What you need to do:
Report, as a single number, how many lines of the records contain the word "wooden".

Data for review:
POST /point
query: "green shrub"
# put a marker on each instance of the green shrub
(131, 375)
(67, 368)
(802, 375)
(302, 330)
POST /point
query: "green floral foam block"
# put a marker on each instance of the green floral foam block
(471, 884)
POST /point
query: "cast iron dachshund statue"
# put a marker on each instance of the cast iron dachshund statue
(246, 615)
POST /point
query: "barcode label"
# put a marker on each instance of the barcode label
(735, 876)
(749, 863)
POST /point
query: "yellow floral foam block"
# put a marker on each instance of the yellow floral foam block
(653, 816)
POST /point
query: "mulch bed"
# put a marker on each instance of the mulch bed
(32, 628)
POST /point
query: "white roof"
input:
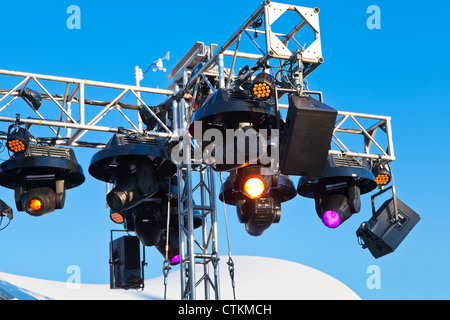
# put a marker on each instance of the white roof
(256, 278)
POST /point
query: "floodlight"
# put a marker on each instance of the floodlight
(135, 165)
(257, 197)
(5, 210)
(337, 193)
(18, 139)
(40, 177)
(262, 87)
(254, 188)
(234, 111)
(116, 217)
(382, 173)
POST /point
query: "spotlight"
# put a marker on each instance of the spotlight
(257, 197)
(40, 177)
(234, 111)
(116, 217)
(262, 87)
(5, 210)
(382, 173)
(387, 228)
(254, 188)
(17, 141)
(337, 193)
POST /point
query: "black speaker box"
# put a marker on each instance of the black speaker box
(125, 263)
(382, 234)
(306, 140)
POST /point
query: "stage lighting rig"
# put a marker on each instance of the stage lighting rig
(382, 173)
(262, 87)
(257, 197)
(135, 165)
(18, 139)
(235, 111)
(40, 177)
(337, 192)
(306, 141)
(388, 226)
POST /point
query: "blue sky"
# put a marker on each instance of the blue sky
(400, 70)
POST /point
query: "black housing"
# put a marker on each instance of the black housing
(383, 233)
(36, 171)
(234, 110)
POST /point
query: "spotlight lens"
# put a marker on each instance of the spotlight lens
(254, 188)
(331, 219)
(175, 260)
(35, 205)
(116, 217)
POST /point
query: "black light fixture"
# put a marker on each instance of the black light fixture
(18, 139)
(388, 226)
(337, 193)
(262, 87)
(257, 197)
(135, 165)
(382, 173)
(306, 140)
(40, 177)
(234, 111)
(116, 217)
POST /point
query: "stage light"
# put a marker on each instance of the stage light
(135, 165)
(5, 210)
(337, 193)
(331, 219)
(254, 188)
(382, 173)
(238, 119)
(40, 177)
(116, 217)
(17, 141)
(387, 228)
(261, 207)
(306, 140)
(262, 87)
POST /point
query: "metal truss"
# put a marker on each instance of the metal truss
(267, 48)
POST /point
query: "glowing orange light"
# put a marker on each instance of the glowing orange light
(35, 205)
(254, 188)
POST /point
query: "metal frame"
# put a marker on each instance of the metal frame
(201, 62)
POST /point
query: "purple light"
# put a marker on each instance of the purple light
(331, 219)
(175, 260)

...

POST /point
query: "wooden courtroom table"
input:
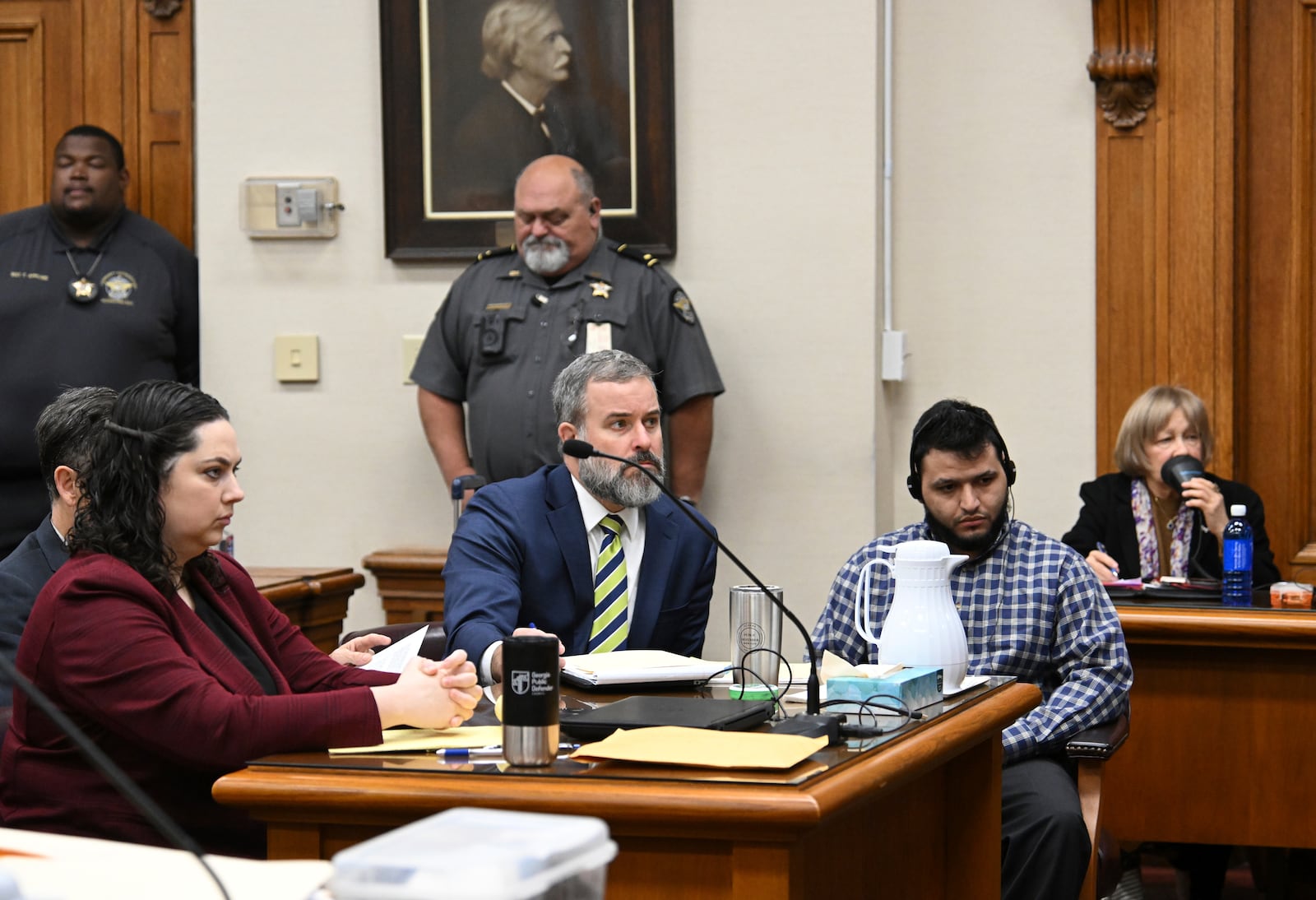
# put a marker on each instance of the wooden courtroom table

Solution to this problem:
2